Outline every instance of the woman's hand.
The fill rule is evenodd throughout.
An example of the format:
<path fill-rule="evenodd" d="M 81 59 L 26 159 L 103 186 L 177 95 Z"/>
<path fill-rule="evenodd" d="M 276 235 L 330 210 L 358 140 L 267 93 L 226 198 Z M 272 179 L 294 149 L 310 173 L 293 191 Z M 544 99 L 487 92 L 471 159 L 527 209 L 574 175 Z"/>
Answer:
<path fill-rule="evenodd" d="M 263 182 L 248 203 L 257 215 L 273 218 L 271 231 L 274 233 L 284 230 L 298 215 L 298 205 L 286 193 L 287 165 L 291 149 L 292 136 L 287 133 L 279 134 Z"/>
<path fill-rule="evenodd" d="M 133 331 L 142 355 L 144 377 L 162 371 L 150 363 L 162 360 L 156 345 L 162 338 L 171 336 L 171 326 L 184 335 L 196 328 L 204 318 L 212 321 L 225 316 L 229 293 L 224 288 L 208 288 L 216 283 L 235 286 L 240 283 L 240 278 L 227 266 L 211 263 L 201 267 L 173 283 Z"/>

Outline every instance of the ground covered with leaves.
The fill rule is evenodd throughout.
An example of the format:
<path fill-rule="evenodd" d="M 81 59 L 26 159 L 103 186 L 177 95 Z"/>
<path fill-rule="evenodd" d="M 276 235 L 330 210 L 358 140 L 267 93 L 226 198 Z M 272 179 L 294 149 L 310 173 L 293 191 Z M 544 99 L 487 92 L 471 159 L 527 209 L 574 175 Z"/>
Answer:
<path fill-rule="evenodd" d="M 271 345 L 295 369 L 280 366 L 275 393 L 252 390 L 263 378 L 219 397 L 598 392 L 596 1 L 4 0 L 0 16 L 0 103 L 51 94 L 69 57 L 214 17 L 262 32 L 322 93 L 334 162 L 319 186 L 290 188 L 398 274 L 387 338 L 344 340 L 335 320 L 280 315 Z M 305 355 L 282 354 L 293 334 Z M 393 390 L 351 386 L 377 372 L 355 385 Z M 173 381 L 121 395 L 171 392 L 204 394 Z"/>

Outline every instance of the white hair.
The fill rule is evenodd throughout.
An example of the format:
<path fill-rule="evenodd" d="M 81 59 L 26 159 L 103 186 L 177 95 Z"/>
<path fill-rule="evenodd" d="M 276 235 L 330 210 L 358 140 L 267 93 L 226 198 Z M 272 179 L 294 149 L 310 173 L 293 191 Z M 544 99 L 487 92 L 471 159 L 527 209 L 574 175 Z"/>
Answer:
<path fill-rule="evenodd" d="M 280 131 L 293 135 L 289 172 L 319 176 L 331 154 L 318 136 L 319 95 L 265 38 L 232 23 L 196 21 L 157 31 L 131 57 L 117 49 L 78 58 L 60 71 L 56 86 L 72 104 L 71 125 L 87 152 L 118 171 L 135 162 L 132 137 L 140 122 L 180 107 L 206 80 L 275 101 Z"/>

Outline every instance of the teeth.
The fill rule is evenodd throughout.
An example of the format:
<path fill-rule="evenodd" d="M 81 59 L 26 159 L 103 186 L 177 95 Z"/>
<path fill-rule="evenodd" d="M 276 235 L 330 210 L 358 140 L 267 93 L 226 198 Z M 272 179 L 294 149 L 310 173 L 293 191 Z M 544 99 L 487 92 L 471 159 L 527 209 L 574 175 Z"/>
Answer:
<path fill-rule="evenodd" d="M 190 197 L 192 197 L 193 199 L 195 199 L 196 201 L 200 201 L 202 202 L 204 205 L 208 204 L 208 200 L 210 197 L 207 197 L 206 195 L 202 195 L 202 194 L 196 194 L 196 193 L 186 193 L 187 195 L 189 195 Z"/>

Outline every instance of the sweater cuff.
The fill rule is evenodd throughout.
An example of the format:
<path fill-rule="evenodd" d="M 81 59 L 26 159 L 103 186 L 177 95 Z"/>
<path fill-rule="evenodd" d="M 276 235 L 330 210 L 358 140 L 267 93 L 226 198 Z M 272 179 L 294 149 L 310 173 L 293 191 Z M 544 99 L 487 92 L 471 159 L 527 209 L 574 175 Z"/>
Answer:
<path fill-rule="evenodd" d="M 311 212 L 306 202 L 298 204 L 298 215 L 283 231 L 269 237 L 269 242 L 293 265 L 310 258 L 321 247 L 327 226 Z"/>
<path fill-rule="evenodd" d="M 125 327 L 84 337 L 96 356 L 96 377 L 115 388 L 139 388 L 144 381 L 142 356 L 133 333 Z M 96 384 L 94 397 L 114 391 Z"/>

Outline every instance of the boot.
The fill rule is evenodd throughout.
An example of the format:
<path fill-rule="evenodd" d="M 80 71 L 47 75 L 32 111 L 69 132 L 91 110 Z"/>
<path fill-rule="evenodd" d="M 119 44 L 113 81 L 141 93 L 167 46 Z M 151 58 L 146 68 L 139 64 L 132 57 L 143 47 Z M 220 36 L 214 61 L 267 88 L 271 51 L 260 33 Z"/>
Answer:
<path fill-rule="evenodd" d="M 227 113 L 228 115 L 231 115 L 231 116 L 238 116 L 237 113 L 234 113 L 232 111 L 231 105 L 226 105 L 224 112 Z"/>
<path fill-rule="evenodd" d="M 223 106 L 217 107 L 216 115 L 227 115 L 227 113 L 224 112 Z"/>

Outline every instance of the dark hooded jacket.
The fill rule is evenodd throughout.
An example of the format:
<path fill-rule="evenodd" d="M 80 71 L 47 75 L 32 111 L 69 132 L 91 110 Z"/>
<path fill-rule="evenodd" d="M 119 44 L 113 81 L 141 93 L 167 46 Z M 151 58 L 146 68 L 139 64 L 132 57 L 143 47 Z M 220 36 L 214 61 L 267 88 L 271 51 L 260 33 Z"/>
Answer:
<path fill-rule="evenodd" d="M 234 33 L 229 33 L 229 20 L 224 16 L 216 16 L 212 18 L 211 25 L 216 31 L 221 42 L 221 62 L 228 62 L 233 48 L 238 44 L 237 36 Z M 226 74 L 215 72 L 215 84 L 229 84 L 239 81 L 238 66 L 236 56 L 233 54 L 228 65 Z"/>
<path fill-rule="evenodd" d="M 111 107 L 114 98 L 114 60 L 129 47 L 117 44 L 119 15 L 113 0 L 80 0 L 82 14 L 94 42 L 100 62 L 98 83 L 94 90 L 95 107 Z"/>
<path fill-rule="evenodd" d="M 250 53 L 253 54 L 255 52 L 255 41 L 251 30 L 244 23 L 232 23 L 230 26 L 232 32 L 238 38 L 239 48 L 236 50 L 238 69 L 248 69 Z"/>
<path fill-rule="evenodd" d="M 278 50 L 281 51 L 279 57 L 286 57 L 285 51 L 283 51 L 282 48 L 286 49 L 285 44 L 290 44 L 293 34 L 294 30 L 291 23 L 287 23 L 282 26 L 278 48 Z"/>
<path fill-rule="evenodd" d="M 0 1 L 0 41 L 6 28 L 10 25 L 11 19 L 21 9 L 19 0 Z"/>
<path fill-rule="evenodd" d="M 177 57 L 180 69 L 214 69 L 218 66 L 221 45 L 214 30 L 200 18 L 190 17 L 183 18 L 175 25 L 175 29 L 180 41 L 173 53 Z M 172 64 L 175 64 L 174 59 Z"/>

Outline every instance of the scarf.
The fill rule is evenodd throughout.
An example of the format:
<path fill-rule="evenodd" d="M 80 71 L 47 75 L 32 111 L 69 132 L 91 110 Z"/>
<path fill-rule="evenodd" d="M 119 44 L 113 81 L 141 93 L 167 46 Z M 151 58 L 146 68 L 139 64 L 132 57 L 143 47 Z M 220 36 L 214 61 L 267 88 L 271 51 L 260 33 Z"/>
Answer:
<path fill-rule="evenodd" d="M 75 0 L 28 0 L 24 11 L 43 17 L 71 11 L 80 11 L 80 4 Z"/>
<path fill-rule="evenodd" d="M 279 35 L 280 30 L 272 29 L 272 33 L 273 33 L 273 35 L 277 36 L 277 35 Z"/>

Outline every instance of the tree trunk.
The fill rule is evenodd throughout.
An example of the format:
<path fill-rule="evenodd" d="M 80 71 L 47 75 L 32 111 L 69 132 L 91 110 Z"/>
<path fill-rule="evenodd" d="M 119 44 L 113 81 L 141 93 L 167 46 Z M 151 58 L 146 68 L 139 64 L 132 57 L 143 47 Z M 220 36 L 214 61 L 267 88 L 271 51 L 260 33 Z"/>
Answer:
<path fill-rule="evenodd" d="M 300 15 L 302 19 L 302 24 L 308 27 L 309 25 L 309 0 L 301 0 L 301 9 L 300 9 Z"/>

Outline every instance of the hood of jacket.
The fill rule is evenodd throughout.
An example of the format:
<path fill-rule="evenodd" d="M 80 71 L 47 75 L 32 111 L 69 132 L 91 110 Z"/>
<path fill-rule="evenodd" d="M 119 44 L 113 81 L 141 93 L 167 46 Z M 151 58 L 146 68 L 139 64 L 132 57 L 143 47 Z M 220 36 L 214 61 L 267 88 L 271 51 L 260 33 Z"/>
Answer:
────────────────────
== What you need to do ==
List every line above containing the word "jacket".

== Problem solution ==
Outline every instance of the dark hooded jacket.
Outline every instance of the hood of jacket.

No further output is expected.